Dataset items:
- - - - - - -
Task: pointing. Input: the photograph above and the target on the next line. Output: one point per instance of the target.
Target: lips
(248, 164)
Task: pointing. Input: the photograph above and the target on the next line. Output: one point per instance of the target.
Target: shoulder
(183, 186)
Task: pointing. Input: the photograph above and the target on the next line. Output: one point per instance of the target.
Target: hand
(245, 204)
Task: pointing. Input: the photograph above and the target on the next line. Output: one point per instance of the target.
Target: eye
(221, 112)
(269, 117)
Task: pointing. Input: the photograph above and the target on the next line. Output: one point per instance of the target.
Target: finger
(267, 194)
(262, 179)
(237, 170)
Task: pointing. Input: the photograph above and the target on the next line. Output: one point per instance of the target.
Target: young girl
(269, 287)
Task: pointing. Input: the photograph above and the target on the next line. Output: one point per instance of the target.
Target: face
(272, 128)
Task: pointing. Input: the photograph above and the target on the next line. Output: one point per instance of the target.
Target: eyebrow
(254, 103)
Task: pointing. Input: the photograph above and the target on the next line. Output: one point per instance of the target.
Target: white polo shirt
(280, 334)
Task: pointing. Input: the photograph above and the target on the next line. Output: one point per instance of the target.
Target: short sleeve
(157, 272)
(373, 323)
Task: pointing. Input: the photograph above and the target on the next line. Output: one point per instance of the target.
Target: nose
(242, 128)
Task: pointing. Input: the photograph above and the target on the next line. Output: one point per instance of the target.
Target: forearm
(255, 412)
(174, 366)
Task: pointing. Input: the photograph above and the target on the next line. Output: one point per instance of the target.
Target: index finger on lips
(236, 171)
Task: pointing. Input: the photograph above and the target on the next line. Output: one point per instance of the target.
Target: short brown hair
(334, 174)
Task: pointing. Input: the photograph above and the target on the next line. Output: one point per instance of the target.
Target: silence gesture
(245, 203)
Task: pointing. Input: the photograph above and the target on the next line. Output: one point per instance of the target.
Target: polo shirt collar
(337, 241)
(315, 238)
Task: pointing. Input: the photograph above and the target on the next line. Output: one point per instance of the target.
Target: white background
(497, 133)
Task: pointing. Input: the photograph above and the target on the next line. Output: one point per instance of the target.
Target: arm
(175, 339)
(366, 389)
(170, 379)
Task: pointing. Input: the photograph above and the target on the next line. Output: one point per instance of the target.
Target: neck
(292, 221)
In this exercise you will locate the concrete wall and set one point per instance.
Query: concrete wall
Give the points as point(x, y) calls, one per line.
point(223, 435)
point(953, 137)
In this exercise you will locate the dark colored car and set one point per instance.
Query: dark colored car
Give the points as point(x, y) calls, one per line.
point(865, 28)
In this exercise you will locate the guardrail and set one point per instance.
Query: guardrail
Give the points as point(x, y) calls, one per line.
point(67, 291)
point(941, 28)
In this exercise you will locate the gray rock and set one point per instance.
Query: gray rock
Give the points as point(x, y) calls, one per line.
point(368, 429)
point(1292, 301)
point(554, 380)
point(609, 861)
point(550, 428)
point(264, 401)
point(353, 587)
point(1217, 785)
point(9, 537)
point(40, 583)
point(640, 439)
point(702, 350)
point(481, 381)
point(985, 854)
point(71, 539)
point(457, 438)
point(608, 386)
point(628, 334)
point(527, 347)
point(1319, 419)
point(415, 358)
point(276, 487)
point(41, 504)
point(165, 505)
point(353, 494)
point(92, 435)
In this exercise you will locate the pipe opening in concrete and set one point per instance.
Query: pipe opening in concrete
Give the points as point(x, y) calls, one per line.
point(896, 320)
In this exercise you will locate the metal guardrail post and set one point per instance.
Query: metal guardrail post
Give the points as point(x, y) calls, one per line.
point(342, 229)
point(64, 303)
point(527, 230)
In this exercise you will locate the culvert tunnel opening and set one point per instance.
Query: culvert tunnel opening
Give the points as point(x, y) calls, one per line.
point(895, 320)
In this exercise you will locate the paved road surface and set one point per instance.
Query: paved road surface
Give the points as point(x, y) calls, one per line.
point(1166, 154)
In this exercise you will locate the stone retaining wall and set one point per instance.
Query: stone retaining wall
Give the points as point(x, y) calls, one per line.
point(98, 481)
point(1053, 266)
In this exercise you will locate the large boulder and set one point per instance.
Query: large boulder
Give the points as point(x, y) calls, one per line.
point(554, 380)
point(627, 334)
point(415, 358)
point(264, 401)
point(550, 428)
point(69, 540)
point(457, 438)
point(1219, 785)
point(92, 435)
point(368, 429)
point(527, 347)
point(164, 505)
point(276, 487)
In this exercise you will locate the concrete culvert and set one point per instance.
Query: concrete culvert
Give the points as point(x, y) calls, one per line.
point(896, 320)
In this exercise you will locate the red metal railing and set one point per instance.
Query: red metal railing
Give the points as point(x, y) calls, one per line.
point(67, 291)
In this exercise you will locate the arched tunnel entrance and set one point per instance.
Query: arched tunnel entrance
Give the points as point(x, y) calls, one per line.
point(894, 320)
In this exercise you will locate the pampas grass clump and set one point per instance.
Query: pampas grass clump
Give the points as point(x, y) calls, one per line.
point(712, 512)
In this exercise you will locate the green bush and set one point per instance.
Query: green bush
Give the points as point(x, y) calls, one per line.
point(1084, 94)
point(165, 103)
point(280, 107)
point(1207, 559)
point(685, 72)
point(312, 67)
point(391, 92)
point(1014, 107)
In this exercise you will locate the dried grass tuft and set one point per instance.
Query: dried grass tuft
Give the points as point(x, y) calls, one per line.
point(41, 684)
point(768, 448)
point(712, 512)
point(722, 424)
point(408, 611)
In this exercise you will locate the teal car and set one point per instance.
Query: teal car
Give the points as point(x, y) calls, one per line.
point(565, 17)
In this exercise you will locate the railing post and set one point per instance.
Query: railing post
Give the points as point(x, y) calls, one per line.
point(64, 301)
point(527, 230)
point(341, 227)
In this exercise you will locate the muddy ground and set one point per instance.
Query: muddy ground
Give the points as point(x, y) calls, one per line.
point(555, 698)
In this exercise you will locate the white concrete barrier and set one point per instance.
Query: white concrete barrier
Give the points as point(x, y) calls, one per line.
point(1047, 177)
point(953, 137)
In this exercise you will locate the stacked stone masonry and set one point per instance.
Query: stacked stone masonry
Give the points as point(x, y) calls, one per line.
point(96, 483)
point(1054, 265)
- - - - - - -
§ **WHAT IS REQUIRED**: Each line from the one containing "In this exercise you will locate the stacked" through the final line of the records must be repeated exactly, with no line added or dropped.

§ **ANSWER**:
In this exercise you will locate the stacked stone masonry and set one point per instance.
Query: stacked stone masonry
Give the points as point(x, y) calls, one per line.
point(96, 483)
point(1054, 265)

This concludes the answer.